[JOB] Can you reproduce only the material starting with the line with "Identify basketball. Give" and going on through the line with "125 193 141 208", swapping "black sneaker" for "dark sneaker" and changing nothing else?

[EXCERPTED DATA]
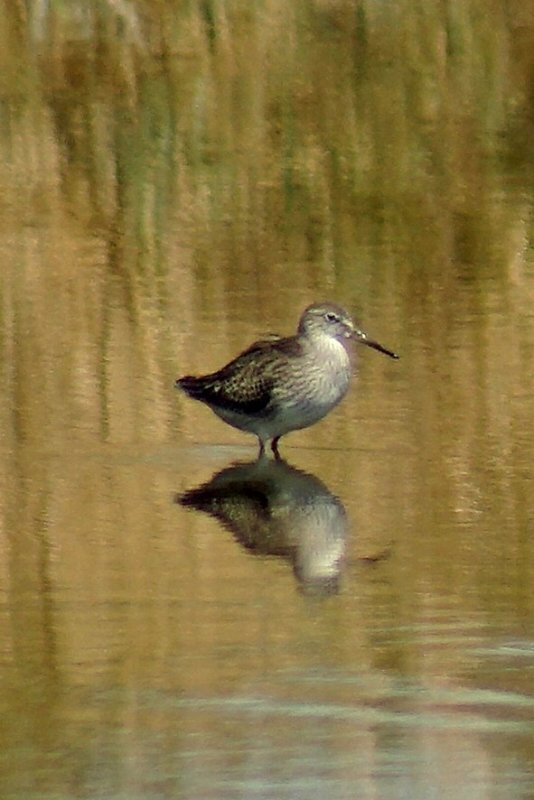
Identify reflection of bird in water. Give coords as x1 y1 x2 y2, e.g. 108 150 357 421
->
176 303 398 456
177 458 347 594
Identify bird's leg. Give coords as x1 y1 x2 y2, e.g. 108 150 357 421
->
271 436 281 458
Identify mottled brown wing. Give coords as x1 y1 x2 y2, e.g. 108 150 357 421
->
177 335 302 414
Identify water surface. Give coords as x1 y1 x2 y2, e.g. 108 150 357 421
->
0 0 534 800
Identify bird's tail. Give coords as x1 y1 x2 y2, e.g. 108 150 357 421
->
174 375 209 399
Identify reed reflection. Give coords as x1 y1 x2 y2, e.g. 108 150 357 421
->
177 458 347 594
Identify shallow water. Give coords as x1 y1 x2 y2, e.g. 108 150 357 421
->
0 2 534 800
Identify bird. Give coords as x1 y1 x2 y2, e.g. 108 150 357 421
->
175 302 399 458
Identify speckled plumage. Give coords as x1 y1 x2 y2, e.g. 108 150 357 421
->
176 303 397 455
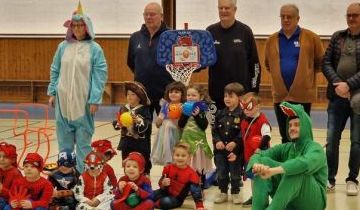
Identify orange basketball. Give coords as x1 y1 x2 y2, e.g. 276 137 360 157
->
168 104 182 120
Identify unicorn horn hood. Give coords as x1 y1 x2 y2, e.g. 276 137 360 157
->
64 1 95 41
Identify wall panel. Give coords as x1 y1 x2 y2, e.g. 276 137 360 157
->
0 38 328 107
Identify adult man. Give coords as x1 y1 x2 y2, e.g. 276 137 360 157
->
127 2 173 114
47 3 108 172
206 0 260 110
323 3 360 195
265 4 324 143
246 102 327 210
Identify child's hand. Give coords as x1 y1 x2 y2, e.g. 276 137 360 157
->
161 177 171 187
10 200 20 209
91 198 100 207
119 181 126 192
155 113 165 128
128 182 139 192
20 200 32 209
192 106 200 116
215 141 225 150
227 152 237 162
225 141 236 152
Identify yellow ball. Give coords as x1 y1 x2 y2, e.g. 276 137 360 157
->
120 112 134 127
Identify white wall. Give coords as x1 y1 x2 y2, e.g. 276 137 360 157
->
176 0 359 35
0 0 354 35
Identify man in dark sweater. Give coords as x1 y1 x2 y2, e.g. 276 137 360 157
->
206 0 260 110
127 2 173 114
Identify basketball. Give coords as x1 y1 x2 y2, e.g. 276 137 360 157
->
120 112 134 128
168 104 182 120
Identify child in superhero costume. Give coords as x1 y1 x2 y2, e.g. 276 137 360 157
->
154 143 204 210
111 152 154 210
0 142 22 209
74 151 114 210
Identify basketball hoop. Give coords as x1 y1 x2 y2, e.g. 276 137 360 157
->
165 63 201 86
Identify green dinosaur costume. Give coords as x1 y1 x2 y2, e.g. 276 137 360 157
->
246 102 328 210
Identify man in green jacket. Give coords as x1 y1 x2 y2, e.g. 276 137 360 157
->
246 102 328 210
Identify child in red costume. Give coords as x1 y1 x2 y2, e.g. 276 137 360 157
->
5 153 54 210
154 143 204 210
240 92 271 207
91 139 117 189
74 151 114 210
0 142 22 209
111 152 154 210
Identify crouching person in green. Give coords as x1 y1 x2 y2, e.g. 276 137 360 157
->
246 102 328 210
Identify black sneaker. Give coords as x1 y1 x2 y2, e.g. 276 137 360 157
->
242 196 252 208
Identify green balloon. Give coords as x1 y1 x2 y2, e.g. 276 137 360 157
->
125 193 141 208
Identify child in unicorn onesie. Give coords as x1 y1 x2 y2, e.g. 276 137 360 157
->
47 3 107 173
247 102 328 210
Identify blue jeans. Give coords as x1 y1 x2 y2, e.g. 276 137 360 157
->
215 151 241 194
326 97 360 184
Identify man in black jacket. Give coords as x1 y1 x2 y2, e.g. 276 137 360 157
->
127 2 173 114
323 3 360 195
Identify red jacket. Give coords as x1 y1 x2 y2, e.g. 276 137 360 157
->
81 171 107 200
0 166 22 199
10 177 54 209
159 164 200 197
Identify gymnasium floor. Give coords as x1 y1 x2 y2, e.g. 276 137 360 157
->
0 104 360 210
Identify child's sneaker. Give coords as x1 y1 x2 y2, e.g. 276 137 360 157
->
243 196 252 208
326 182 335 193
346 181 359 196
214 193 228 203
231 194 242 204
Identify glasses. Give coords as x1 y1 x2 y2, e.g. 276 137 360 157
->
143 12 158 17
345 13 360 19
280 15 295 20
71 24 85 28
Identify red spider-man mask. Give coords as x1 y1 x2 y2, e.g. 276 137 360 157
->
240 98 257 111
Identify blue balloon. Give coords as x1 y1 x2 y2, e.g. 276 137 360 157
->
182 101 195 116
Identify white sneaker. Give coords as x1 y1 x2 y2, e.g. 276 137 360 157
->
326 182 335 193
214 193 228 203
346 181 359 196
231 194 243 204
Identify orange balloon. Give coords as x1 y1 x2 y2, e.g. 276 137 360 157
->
120 112 134 128
168 104 182 120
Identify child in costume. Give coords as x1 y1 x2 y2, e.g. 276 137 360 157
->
246 102 328 210
212 82 244 204
154 143 204 210
5 153 54 210
47 2 107 173
74 151 114 210
0 142 22 209
111 152 154 210
91 139 117 189
178 85 213 185
48 150 80 210
240 92 271 207
151 82 186 165
113 81 152 174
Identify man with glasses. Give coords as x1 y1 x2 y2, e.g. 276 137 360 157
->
127 2 173 116
206 0 260 110
265 4 324 143
323 3 360 196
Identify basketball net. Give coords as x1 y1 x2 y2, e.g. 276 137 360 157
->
165 63 201 86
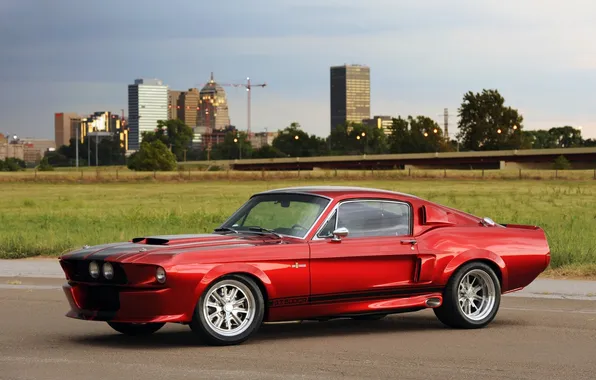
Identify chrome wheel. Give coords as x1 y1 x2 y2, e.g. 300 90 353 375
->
203 280 255 337
458 269 496 321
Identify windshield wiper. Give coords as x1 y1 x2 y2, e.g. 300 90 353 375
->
213 227 238 234
248 227 283 239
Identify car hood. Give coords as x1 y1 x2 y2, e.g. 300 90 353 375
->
61 234 280 262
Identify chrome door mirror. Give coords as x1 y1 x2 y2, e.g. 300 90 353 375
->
331 227 350 241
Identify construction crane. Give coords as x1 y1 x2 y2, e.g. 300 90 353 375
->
199 72 267 139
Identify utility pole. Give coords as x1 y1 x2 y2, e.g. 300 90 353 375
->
443 108 449 138
95 131 99 167
75 119 81 169
244 78 267 140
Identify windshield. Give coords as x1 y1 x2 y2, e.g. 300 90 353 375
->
218 194 330 238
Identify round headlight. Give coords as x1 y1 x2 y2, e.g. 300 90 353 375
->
89 261 99 278
155 267 166 284
103 263 114 280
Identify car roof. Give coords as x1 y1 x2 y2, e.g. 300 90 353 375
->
255 186 420 199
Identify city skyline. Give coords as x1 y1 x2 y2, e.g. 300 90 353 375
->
0 0 596 138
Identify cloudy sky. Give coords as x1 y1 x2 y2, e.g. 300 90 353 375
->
0 0 596 139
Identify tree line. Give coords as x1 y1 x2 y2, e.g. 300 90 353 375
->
50 89 596 170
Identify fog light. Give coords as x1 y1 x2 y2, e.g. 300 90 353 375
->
103 263 114 280
155 267 166 284
89 261 99 278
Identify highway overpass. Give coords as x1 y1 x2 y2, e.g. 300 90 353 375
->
183 147 596 171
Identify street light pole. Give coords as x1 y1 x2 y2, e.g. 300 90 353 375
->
76 123 81 169
95 131 99 167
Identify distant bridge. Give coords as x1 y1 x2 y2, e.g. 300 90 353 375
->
182 147 596 170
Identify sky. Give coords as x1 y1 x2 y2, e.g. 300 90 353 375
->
0 0 596 139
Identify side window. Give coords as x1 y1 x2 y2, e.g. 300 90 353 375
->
337 201 410 237
317 211 337 238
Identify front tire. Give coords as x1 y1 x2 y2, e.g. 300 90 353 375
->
433 262 501 329
190 275 265 346
108 322 165 336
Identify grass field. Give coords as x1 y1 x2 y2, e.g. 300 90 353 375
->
0 178 596 275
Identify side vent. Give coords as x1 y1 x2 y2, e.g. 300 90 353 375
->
414 259 422 282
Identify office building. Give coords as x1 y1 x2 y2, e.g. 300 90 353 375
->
54 112 81 148
198 73 230 130
168 90 182 120
362 116 393 136
330 65 370 131
168 88 200 128
128 79 169 150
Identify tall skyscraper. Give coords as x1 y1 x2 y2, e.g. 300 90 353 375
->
54 112 81 148
198 73 230 130
330 65 370 131
128 79 168 150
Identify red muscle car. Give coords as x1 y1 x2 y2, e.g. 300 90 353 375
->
60 186 550 345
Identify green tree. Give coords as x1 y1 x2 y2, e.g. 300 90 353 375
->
326 122 389 155
37 157 54 172
142 119 194 161
457 89 523 151
127 140 177 171
548 125 583 148
389 115 453 153
272 122 327 157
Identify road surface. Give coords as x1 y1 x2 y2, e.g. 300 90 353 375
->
0 277 596 380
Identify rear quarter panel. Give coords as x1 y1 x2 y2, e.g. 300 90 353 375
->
418 226 550 292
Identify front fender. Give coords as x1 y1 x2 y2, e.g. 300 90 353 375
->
437 249 509 291
193 263 276 310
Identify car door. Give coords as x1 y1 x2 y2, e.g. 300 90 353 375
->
310 199 417 302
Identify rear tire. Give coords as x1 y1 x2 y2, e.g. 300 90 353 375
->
433 262 501 329
190 275 265 346
108 322 165 336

[ANSWER TO THE PROBLEM]
Identify basketball. Give coords as x1 y1 x2 y2, e.g. 276 137 360 157
->
120 112 134 128
168 104 182 120
Identify child in superhero costume. Give coords as x1 y1 x2 y2, e.g. 276 137 360 157
->
154 143 204 210
111 152 154 210
0 142 22 209
74 151 114 210
Identify basketball hoop. Give coords as x1 y1 x2 y2, e.g. 276 137 360 157
->
165 63 201 86
Identify green dinosaur costume. Give coords as x1 y1 x2 y2, e.g. 276 137 360 157
->
246 102 328 210
Identify man in green jacket. Give coords as x1 y1 x2 y2, e.g. 276 137 360 157
->
246 102 328 210
Identify child in red costume. Give coords as x1 y1 x2 y2, e.g. 276 137 360 157
->
5 153 54 210
154 143 204 210
240 92 271 207
91 139 117 189
74 151 114 210
0 142 22 209
111 152 154 210
Identify crouching person in green. Give coords as x1 y1 x2 y2, e.g. 276 137 360 157
->
246 102 328 210
Identify dark sneaker. Give coords as x1 y1 x2 y2, e.g. 276 137 360 157
->
242 196 252 208
Identify green balloon. Give coords as x1 y1 x2 y2, e.g. 276 137 360 157
->
125 193 141 208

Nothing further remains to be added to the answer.